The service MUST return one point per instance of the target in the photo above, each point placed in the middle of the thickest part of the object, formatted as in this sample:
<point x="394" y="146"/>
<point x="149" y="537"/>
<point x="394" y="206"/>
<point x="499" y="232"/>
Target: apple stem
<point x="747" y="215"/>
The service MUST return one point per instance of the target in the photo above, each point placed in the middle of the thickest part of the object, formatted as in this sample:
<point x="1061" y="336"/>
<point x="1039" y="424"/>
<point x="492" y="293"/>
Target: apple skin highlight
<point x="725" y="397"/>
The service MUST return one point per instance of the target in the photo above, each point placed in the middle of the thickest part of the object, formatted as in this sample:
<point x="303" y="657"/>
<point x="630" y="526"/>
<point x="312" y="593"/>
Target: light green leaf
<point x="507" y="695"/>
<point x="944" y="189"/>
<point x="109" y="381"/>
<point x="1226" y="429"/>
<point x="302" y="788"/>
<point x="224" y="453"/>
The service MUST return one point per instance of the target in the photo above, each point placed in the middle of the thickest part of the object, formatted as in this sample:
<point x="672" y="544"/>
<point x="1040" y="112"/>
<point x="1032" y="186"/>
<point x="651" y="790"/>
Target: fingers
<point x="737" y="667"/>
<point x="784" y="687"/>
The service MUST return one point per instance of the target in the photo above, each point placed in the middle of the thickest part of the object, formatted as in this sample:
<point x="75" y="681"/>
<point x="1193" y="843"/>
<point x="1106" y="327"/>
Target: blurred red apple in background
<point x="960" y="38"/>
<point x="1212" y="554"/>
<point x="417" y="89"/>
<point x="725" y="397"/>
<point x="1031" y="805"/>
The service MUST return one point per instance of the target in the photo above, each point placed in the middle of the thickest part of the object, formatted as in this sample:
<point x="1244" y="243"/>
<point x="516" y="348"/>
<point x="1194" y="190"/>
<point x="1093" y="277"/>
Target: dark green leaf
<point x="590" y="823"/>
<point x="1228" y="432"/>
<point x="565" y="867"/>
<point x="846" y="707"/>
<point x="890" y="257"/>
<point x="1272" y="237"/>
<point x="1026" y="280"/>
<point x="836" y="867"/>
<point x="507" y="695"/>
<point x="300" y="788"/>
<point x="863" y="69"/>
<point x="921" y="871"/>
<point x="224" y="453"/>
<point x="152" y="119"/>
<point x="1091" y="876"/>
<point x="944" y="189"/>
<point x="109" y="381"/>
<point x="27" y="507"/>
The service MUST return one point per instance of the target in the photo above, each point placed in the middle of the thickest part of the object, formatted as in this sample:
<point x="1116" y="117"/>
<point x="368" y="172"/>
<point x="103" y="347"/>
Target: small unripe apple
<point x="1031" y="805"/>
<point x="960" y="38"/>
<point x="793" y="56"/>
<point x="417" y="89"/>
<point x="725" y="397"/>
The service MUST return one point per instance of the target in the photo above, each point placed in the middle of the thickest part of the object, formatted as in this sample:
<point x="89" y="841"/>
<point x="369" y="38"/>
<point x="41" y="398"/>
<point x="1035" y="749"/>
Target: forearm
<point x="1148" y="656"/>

_ _ _ _ _ _ _

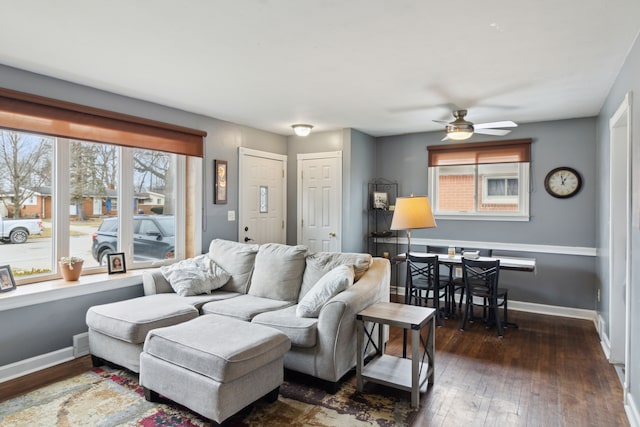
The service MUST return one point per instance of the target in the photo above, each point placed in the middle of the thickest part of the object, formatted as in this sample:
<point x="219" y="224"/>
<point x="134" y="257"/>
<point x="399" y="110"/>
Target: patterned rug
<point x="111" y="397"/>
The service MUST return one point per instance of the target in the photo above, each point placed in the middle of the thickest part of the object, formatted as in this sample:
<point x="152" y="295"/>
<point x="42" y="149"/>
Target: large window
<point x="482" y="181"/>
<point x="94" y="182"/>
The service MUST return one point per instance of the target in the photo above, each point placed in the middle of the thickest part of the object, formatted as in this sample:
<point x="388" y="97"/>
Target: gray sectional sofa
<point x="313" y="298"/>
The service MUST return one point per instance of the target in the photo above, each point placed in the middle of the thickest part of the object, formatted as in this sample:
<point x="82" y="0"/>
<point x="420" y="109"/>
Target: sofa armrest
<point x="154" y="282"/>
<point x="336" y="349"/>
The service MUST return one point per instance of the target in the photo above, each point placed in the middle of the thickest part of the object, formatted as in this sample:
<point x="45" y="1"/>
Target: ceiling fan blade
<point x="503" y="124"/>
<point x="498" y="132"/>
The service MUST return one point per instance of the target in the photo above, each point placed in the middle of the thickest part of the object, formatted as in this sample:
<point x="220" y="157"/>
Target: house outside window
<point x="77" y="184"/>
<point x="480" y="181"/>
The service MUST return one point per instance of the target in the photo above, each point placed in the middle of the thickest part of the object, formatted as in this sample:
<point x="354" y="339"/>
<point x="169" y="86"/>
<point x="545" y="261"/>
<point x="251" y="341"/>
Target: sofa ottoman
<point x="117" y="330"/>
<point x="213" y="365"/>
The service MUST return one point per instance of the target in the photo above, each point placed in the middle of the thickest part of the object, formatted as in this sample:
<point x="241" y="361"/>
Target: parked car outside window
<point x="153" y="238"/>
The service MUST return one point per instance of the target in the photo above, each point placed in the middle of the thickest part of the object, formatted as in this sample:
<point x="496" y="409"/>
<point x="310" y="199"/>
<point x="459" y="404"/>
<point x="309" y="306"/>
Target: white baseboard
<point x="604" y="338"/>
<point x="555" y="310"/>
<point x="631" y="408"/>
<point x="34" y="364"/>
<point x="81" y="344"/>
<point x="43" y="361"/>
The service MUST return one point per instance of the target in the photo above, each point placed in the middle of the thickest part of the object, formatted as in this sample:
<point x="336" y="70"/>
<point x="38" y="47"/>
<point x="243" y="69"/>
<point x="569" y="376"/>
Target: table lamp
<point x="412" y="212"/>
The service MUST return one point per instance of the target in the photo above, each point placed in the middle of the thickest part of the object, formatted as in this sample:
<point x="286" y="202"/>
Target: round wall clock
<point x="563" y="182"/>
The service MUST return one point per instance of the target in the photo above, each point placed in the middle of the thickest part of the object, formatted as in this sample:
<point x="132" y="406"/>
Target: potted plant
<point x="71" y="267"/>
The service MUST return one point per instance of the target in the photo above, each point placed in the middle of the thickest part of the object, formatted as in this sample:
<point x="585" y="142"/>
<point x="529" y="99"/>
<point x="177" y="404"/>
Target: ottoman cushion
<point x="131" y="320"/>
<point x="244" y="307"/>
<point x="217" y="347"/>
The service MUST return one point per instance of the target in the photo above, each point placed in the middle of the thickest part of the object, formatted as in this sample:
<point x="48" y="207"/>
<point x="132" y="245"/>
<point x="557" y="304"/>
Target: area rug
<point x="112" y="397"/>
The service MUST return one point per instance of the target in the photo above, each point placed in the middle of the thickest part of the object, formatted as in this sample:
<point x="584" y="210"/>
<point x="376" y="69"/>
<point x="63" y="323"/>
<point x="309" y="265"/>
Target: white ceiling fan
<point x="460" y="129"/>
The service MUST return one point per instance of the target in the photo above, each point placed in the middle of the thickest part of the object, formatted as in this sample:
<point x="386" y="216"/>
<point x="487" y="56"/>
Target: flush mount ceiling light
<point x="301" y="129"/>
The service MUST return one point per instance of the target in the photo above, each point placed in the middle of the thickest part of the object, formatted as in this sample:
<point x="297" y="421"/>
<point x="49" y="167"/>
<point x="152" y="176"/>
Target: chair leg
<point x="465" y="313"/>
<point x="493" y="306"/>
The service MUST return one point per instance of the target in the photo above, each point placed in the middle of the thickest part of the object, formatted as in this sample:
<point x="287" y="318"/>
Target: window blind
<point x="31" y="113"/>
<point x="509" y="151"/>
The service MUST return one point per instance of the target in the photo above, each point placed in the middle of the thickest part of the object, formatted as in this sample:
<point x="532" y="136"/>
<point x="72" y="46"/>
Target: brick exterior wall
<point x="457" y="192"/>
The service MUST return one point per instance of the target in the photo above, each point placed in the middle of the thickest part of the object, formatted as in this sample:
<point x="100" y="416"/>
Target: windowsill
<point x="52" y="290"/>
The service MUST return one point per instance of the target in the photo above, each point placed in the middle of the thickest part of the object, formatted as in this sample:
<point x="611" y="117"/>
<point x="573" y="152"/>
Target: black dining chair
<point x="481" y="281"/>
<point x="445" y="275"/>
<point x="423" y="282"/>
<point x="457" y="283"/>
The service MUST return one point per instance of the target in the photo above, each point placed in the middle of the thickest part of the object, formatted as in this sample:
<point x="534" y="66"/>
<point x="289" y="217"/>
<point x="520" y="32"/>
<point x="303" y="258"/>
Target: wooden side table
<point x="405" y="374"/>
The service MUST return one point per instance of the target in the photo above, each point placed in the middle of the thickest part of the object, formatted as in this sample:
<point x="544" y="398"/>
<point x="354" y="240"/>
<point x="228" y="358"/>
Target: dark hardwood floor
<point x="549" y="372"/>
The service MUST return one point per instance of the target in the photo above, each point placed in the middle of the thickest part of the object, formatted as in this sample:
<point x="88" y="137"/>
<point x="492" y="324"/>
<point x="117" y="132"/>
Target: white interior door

_ _ _ _ _ _ _

Task statement: Look through the entries above and quote exactly the lines from the line with "Target: dark hardwood floor" to the line with "Target: white interior door", counting both of those lines.

Written answer:
Target: dark hardwood floor
<point x="549" y="372"/>
The service MUST return one point per instance of the target in the photo above, each point placed in the middle of the thickest part of the object, formatted as in this sample:
<point x="88" y="137"/>
<point x="492" y="324"/>
<point x="117" y="132"/>
Target: white interior door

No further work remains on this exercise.